[Text excerpt Boundary: Start]

August 9, 2024 - 11:05pm

Imane Khelif just won an Olympic gold medal in women’s boxing in the super lightweight division, dominating China’s Yang Liu in three short rounds before a raucous pro-Algerian crowd. This victory makes Khelif the second Algerian to win gold in Paris.

Khelif was favoured to win gold after winning all of the lead up matches 5-0 in unanimous decisions. What is not unanimous is whether or not Khelif is actually a woman — genetically speaking, which is the only way to be an actual woman if we’re going to live in material reality.

The physical differences could not be more pronounced in a sport like boxing. Men have 90% increased bicep strength and 162% greater puncher power, which is why Olympic boxer, Angela Carini ended her bout with Khelif after just 46 seconds, declaring “non é giusto” (it’s not fair). If I were a betting woman, I’d bet on XY vs XX too.

Sex is the single biggest determinant of athletic performance. Nothing compares. Not steroids, blood doping, or tough training. None of it. Just being a male all but assures a win against a female in elite level competition. Yet for some reason, the International Olympic Committee (IOC) stopped sex eligibility testing in 1999.

At the 2023 World Championships, Khelif did not pass the sex eligibility test. But it seems the IOC doesn’t care. According to IOC spokesperson Mark Adams, the organisation chooses to trust what an athlete’s passport says. Because, in the words of IOC President Thomas Brach, there is no reliable way to test for sex.

Even if we did have a reliable test (we do — as the International Boxing Association has already established) the IOC claims that to test would be “stigmatising” and an invasion of privacy.

These governing bodies seem to have no problem testing for drugs. They even test for drugs like marijuana and cold medicine and ban athletes for showing up positive for these substances, even though these can hardly be considered “performance enhancing.”

It’s also important to point out that Khelif is not trans. However, this conundrum certainly has roots in the gender movement. If you say you are a woman, claim activists, then you are.

Based on the implied results of the sex eligibility testing at the World Championships by the IBA, it can be gleaned that Khelif tested positive for XY chromosomes. They’ve not released the actual test results, but in cobbling together the statements they have made, it seems likely that Khelif has a DSD (difference in sex development), perhaps 5-ARD (just like Caster Semenya, the gold medal winning track and field athlete now banned from competing in the Olympics for being XY). If this is the case, Khelif has all of the advantages in the ring that come from being male.

This comes at a time when the IOC has the audacity to brag about the Paris games being the first ever “gender equal” Olympics. If by “gender-equal” they mean the first Olympics where men who think they are women get to compete against women in the boxing ring, rabbit punching them in the back of the head like Lin Yu-Ting — another boxer who failed sex eligibility testing at the World Championships in 2023 — did without being disqualified, then yes, gender equality has arrived!

And so, at this very first gender-equal Olympics we’ve seen one male win gold in women’s boxing and another who very may well do so tomorrow. If this is what fairness is meant to be, then I want no part of it.


Jennifer Sey is founder and CEO of XX-XY Athletics, a 7-time member of the women’s national artistic gymnastics team, and the 1986 US Women’s All-Around National Champion.

[Text excerpt Boundary: End]
[Records Boundary: Start]

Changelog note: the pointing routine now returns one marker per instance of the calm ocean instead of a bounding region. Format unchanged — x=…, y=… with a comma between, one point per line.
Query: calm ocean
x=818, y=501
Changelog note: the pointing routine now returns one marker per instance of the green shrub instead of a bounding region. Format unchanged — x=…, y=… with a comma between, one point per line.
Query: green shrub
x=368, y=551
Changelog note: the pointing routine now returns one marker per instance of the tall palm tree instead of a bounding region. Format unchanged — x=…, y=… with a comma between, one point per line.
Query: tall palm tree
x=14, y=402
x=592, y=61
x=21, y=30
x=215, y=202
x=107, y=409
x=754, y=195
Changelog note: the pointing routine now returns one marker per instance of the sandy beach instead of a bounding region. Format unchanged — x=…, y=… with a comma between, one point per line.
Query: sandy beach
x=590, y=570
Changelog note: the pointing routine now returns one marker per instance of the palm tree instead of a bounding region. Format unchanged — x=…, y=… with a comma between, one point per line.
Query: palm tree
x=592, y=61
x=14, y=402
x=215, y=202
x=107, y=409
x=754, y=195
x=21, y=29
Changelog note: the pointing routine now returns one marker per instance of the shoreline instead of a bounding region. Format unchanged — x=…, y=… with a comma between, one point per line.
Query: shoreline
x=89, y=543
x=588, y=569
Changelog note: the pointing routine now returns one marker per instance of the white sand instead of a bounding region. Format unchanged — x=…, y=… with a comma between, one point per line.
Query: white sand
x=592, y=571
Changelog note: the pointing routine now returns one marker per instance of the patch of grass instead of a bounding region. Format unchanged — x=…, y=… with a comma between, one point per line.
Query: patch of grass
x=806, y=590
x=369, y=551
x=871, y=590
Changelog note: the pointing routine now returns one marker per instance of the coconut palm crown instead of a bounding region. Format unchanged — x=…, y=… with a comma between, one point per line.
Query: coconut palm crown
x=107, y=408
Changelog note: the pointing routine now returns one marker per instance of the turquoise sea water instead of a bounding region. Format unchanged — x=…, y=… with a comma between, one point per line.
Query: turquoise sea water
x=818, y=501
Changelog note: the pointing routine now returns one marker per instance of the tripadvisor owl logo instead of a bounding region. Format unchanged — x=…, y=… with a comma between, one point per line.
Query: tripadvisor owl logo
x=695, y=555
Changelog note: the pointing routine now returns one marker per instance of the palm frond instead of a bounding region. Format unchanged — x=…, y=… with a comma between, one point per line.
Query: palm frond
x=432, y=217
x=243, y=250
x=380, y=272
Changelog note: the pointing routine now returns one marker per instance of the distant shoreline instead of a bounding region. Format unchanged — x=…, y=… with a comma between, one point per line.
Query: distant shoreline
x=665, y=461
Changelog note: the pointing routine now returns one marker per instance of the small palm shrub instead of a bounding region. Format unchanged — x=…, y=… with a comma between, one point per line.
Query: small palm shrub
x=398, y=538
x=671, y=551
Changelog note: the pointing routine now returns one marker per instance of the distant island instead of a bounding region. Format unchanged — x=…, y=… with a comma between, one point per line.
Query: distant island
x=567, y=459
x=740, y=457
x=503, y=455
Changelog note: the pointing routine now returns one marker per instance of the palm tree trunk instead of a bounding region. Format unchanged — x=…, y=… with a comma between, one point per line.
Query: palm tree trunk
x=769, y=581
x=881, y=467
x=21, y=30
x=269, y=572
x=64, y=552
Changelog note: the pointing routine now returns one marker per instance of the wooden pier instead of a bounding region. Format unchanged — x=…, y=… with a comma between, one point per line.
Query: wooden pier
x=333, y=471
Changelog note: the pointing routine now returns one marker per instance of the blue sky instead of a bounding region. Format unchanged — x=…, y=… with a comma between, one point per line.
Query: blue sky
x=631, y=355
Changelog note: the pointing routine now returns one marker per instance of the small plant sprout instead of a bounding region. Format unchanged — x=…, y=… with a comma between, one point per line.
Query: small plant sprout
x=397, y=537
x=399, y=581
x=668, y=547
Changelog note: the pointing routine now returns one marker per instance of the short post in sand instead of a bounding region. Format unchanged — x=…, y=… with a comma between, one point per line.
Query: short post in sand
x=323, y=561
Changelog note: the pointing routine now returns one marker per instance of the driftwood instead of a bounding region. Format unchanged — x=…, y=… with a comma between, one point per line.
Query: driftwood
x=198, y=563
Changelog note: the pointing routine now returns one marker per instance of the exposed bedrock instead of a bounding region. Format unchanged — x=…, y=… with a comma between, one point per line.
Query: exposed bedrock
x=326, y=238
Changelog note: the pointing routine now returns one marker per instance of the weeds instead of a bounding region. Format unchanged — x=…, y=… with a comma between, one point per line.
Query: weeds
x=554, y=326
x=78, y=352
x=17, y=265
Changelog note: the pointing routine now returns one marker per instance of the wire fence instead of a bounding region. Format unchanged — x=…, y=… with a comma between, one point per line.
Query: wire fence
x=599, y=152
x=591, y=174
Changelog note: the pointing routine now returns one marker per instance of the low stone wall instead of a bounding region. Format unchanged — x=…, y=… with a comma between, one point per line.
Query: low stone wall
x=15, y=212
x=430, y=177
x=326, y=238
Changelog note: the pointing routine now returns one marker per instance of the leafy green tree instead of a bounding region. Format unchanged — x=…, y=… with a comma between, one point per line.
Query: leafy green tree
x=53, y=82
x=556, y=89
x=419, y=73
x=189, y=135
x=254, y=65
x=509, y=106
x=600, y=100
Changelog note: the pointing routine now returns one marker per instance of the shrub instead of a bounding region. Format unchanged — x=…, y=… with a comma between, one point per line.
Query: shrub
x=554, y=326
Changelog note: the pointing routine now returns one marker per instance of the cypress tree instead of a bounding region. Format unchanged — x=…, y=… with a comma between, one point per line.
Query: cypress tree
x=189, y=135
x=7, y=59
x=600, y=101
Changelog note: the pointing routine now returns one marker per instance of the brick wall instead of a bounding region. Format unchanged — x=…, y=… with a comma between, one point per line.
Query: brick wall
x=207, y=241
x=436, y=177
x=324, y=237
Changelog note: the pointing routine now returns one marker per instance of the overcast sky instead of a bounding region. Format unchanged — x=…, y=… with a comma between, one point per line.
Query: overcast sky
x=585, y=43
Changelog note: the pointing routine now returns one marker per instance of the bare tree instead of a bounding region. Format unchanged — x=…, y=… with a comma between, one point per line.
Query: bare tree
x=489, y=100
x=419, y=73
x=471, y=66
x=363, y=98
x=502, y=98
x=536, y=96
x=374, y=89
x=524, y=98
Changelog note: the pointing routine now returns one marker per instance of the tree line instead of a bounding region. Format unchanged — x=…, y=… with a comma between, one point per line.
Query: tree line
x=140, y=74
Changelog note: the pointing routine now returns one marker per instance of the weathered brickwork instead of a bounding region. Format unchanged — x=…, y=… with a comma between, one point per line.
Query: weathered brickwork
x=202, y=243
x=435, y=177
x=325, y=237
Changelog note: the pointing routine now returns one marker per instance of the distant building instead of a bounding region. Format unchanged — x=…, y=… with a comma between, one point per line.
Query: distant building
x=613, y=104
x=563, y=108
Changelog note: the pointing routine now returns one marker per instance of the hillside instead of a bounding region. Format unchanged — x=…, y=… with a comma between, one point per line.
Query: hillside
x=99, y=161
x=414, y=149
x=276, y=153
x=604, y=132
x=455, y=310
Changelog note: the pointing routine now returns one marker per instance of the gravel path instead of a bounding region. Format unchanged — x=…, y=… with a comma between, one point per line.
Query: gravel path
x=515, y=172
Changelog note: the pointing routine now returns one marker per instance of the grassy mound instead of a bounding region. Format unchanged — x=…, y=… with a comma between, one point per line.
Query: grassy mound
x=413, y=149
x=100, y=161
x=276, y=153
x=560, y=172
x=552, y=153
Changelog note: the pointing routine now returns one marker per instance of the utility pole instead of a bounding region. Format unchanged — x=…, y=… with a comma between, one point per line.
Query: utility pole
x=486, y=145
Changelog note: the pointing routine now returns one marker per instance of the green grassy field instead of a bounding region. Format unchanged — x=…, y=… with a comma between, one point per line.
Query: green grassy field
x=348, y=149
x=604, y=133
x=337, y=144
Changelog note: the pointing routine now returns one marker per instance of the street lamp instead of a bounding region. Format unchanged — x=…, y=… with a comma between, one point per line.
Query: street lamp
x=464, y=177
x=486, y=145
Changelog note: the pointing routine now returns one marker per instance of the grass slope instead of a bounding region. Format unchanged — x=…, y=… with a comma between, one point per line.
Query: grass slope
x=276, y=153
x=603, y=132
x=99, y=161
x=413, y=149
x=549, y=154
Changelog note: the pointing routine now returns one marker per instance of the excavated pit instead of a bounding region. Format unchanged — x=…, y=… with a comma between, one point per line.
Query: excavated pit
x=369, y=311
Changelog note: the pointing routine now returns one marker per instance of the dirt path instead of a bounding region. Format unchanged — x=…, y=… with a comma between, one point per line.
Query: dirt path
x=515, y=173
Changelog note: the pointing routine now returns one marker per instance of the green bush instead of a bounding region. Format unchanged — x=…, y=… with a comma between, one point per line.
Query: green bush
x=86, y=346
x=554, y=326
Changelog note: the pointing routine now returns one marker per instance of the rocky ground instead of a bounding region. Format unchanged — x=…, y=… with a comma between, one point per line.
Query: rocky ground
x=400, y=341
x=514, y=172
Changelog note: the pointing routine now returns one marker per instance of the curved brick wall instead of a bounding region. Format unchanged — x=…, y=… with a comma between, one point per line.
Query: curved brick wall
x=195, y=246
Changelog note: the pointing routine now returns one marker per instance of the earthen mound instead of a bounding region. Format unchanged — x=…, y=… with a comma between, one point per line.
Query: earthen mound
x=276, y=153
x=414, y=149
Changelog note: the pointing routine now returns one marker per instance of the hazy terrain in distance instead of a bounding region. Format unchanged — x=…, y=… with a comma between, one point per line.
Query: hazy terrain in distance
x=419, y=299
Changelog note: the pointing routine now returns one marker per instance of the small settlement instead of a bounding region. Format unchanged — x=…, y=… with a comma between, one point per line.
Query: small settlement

[Records Boundary: End]

■ Work order 1 ■
Transcribe the passage of the Olympic boxing article starting with "August 9, 2024" and going on through "in material reality.".
■ Work order 2 ■
According to the Olympic boxing article, in what year did the International Olympic Committee stop sex eligibility testing?

■ Worked solution 1 ■
August 9, 2024 - 11:05pm

Imane Khelif just won an Olympic gold medal in women’s boxing in the super lightweight division, dominating China’s Yang Liu in three short rounds before a raucous pro-Algerian crowd. This victory makes Khelif the second Algerian to win gold in Paris.

Khelif was favoured to win gold after winning all of the lead up matches 5-0 in unanimous decisions. What is not unanimous is whether or not Khelif is actually a woman — genetically speaking, which is the only way to be an actual woman if we’re going to live in material reality.

■ Worked solution 2 ■
1999